[Rows of labeled points]

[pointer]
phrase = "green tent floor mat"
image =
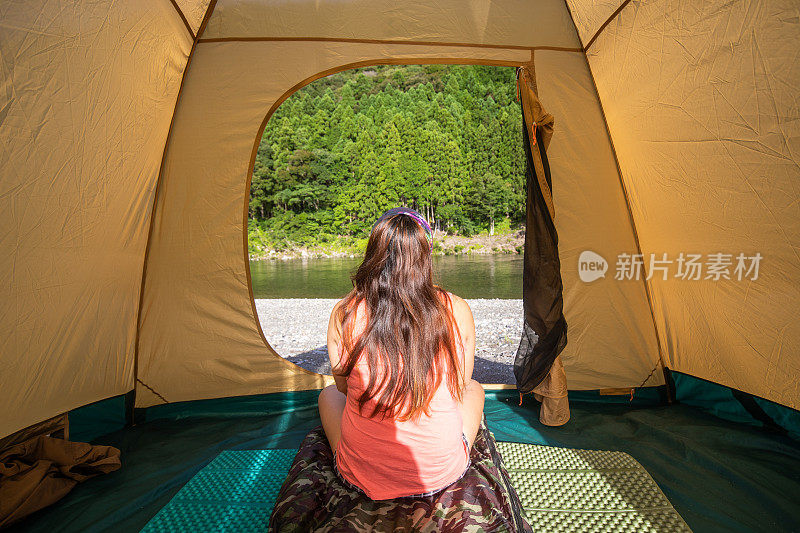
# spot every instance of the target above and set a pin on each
(235, 492)
(561, 489)
(719, 475)
(564, 489)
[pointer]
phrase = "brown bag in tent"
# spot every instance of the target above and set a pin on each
(41, 470)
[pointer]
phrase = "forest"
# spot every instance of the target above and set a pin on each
(443, 139)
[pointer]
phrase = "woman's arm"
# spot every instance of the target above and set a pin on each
(334, 338)
(466, 327)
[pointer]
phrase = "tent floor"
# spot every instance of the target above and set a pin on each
(719, 475)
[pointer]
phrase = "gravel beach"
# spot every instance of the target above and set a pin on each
(296, 328)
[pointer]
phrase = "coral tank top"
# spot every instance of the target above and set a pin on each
(388, 458)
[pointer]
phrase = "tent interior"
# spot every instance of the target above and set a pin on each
(128, 307)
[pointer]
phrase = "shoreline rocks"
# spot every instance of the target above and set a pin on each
(297, 329)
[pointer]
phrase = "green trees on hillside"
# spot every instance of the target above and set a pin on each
(445, 140)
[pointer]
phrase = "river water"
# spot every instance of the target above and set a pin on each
(468, 276)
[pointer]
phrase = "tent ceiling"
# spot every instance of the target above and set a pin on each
(510, 22)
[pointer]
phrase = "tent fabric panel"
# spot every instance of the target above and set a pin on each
(193, 11)
(198, 334)
(590, 15)
(611, 340)
(86, 97)
(706, 123)
(505, 22)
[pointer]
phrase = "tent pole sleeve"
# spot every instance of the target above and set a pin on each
(130, 416)
(670, 393)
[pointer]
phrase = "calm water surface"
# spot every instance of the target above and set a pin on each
(469, 276)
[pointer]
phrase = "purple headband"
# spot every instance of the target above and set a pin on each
(413, 214)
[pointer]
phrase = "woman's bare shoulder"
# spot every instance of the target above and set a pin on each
(461, 309)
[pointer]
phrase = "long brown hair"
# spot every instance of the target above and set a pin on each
(407, 319)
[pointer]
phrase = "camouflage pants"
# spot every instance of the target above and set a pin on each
(313, 497)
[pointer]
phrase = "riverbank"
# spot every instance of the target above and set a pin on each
(510, 241)
(297, 328)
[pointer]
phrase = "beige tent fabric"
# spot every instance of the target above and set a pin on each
(193, 11)
(590, 15)
(199, 335)
(611, 340)
(704, 113)
(505, 22)
(86, 97)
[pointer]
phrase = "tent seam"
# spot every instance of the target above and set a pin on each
(603, 26)
(183, 18)
(630, 213)
(386, 41)
(209, 10)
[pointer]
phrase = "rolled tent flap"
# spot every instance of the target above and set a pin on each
(545, 329)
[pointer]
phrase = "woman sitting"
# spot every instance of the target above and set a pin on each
(404, 411)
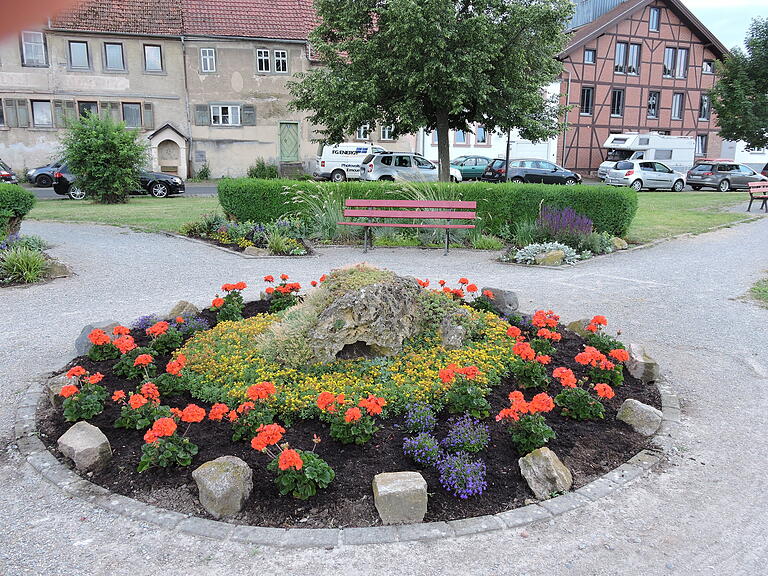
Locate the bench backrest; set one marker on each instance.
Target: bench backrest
(428, 209)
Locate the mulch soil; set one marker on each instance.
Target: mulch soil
(588, 448)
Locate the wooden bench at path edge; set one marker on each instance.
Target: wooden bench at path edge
(447, 210)
(758, 191)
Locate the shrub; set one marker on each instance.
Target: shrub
(15, 203)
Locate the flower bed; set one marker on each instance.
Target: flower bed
(179, 392)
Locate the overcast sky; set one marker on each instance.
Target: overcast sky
(728, 19)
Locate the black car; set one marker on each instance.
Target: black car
(158, 184)
(530, 170)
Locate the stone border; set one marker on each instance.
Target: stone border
(57, 473)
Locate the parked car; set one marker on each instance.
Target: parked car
(530, 170)
(158, 184)
(402, 166)
(42, 176)
(471, 167)
(6, 174)
(722, 175)
(639, 174)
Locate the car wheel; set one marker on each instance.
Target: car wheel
(158, 190)
(43, 181)
(75, 193)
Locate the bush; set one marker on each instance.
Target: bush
(15, 203)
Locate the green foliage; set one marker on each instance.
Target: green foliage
(167, 451)
(577, 403)
(530, 432)
(302, 484)
(86, 404)
(740, 96)
(104, 156)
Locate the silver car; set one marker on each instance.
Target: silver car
(405, 166)
(639, 174)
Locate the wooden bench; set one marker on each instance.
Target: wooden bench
(372, 210)
(758, 191)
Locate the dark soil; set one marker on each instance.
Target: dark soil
(589, 449)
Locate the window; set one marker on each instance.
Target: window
(132, 114)
(681, 70)
(653, 104)
(701, 144)
(617, 102)
(41, 114)
(207, 60)
(78, 55)
(587, 102)
(620, 58)
(113, 56)
(33, 51)
(654, 19)
(281, 61)
(677, 106)
(704, 107)
(153, 58)
(262, 60)
(225, 115)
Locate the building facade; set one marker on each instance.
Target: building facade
(636, 66)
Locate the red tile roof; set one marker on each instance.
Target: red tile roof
(278, 19)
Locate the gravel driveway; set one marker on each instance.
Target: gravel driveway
(705, 512)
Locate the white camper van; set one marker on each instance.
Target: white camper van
(339, 162)
(677, 152)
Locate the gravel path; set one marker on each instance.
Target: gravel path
(703, 513)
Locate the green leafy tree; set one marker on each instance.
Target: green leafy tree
(740, 96)
(437, 64)
(104, 156)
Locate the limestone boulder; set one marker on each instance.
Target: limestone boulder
(545, 473)
(400, 497)
(86, 446)
(224, 485)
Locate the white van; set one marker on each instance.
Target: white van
(339, 162)
(677, 152)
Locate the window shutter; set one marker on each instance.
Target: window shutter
(249, 115)
(149, 116)
(202, 115)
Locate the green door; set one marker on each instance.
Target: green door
(289, 142)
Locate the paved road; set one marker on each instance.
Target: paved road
(705, 512)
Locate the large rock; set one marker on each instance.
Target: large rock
(374, 319)
(640, 365)
(545, 473)
(86, 446)
(83, 345)
(551, 258)
(224, 485)
(400, 497)
(184, 308)
(643, 418)
(504, 302)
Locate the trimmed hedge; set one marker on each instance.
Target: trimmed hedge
(610, 209)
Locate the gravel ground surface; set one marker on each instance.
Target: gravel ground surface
(704, 512)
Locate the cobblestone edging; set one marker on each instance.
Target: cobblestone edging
(32, 448)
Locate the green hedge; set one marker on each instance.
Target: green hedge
(610, 209)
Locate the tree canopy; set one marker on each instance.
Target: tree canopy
(740, 96)
(435, 64)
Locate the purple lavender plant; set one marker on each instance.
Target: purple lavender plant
(466, 434)
(462, 476)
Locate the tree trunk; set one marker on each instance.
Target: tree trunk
(443, 147)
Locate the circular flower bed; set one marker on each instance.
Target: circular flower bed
(242, 379)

> **Task prompt**
Could you rewrite the rows above, changing every "hedge" to "shrub" and keeping everything else the same? Leave the pictures out of your answer.

> **Result of this task**
[pointer]
phrase = "green tent floor mat"
image =
# spot every instance of the target above and set a pin on each
(235, 492)
(561, 489)
(719, 475)
(564, 489)
[pointer]
phrase = "brown bag in tent"
# spot every instance of the target above and set a pin on each
(41, 470)
[pointer]
phrase = "forest"
# spot every instance of the target above and set a pin on each
(443, 139)
[pointer]
phrase = "woman's arm"
# spot every instance of the target above and set a pin on each
(334, 338)
(466, 327)
[pointer]
phrase = "tent floor"
# spot every instance of the target above and set a pin on each
(719, 475)
[pointer]
phrase = "gravel beach"
# spot every instance of the target above and set a pin on each
(296, 328)
[pointer]
phrase = "coral tank top"
# spot every instance of the target above and set a pin on each
(388, 458)
[pointer]
phrase = "tent interior"
# spot every instance of the target above and set a pin on each
(128, 307)
[pointer]
phrase = "shoreline rocks"
# spot every instance of the target above and set a pin on each
(297, 329)
[pointer]
phrase = "green trees on hillside"
# spot every instance of the target above and set a pin on each
(445, 140)
[pointer]
phrase = "river water"
# spot every instance of the target above and set a pin on each
(468, 276)
[pointer]
phrase = "tent ceiling"
# spot every instance of the target above and set a pin on each
(510, 22)
[pointer]
phrase = "tent fabric panel"
# spot every instance of the target above and set a pin on each
(193, 11)
(198, 334)
(590, 15)
(611, 340)
(86, 97)
(706, 123)
(505, 22)
[pointer]
phrase = "tent pole sleeve"
# spot every instance of the target above and set a pin on each
(130, 416)
(670, 393)
[pointer]
phrase = "calm water surface"
# spot every instance of the target above and set a pin on each
(469, 276)
[pointer]
phrase = "purple headband"
# spot every instance of the target above and set a pin on each
(413, 214)
[pointer]
phrase = "woman's bare shoulder"
# spot every instance of the target above and set a pin on each
(461, 309)
[pointer]
phrase = "long brown hair"
# spot every instance of the target above and set a pin on each
(407, 319)
[pointer]
phrase = "camouflage pants"
# spot every instance of the target above and set a pin on each
(313, 497)
[pointer]
phrase = "riverbank"
# spot every instance of the target above and set a pin on each
(510, 241)
(297, 328)
[pointer]
phrase = "beige tent fabric"
# spot every instance of the target above and set a pin on each
(193, 11)
(590, 15)
(199, 335)
(611, 340)
(704, 113)
(505, 22)
(86, 97)
[pointer]
phrase = "tent seam"
# spot every instance of the target above and set a pin on each
(603, 26)
(183, 18)
(630, 213)
(386, 41)
(209, 10)
[pointer]
phrase = "rolled tent flap"
# spot every instance of the target above and set a pin on each
(545, 329)
[pointer]
phrase = "woman sitting"
# spot every instance of the target above and set a pin on each
(404, 411)
Locate the bench backrest; set one marker on each instance.
Target: bench backrest
(428, 209)
Locate the mulch soil; set one marker on each instance.
Target: mulch soil
(588, 448)
Locate the wooden bench at path edge; set one marker on each instance.
Target: wooden bench at path edge
(447, 210)
(758, 191)
Locate the shrub; set one marker on each instance.
Target: shrub
(15, 203)
Locate the flower bed; set one marker on each instance.
Target: flower bed
(179, 392)
Locate the overcast sky; set one marker on each instance.
Target: overcast sky
(728, 19)
Locate the black car; set one marker on each instance.
Target: black car
(158, 184)
(530, 170)
Locate the stone border; set one marker on each instance.
Target: stone border
(57, 473)
Locate the parked car; set one marker on each instance.
Target: parked car
(530, 170)
(158, 184)
(402, 166)
(42, 176)
(471, 167)
(6, 174)
(722, 175)
(639, 174)
Locate the car wheel; set one marker on each instance.
Target: car wheel
(158, 190)
(43, 181)
(75, 193)
Locate the bush; set one marker on each instance.
Target: bush
(15, 203)
Locate the green foliage; set one marker on each instance.
Target: green foliage
(167, 451)
(577, 403)
(530, 432)
(302, 484)
(86, 404)
(740, 96)
(104, 156)
Locate the silver car; set one marker on each instance.
Target: silver car
(405, 166)
(639, 174)
Locate the wooden bench; set one marker on each instance.
Target: wooden bench
(372, 210)
(758, 191)
Locate the dark soil; set one marker on each instance.
Target: dark soil
(589, 449)
Locate the window; set one marker on each instance.
Target: window
(132, 114)
(681, 70)
(653, 104)
(701, 144)
(617, 102)
(41, 114)
(207, 60)
(78, 55)
(587, 102)
(620, 58)
(113, 56)
(33, 51)
(654, 19)
(281, 61)
(677, 106)
(704, 107)
(153, 58)
(262, 60)
(225, 115)
Locate the building facade; set one marker on each instance.
Target: building facade
(636, 66)
Locate the red tile roof; set one marker on each instance.
Target: red tile roof
(278, 19)
Locate the gravel driveway; set one marker on each instance.
Target: gravel driveway
(705, 512)
Locate the white camper van; set one marker on each instance.
Target: white camper van
(339, 162)
(677, 152)
Locate the gravel path; set one marker on each instance.
Target: gravel path
(703, 513)
Locate the green leafy tree; set one marker on each instance.
Target: green leafy tree
(740, 96)
(437, 64)
(104, 156)
Locate the limestone boulder; set one marker on each instance.
Target: limestone boulder
(545, 473)
(400, 497)
(86, 446)
(224, 485)
Locate the white van; set one marker on each instance.
Target: white van
(339, 162)
(677, 152)
Locate the window shutter; set one marker on each instance.
Target: window shutter
(249, 115)
(149, 116)
(202, 115)
Locate the green door; set one marker on each instance.
Target: green door
(289, 142)
Locate the paved road; set one marker on each instance.
Target: paved road
(705, 512)
Locate the large rock; set one marker on each instance.
Target: large rock
(374, 319)
(640, 365)
(545, 473)
(86, 446)
(83, 345)
(551, 258)
(224, 485)
(400, 497)
(184, 308)
(643, 418)
(504, 302)
Locate the trimmed shrub; set one marker on each instance.
Target: trimmed shrub
(610, 209)
Locate the gravel ground surface; set one marker on each instance.
Target: gravel ground surface
(704, 512)
Locate the cobblestone edging; set one marker on each instance.
Target: cobblestone edging
(32, 448)
Locate the green shrub; set one marker on each instance.
Target: green shrub
(610, 209)
Locate the tree canopy; set one marker on each instance.
Target: tree canopy
(740, 96)
(435, 64)
Locate the purple lavender plant; set one marker on each instance.
Target: purple lavender plant
(466, 434)
(462, 476)
Locate the tree trunk; set one marker on each instance.
Target: tree trunk
(443, 147)
Locate the circular flower bed; set one marker on each instance.
Target: circular flower bed
(242, 379)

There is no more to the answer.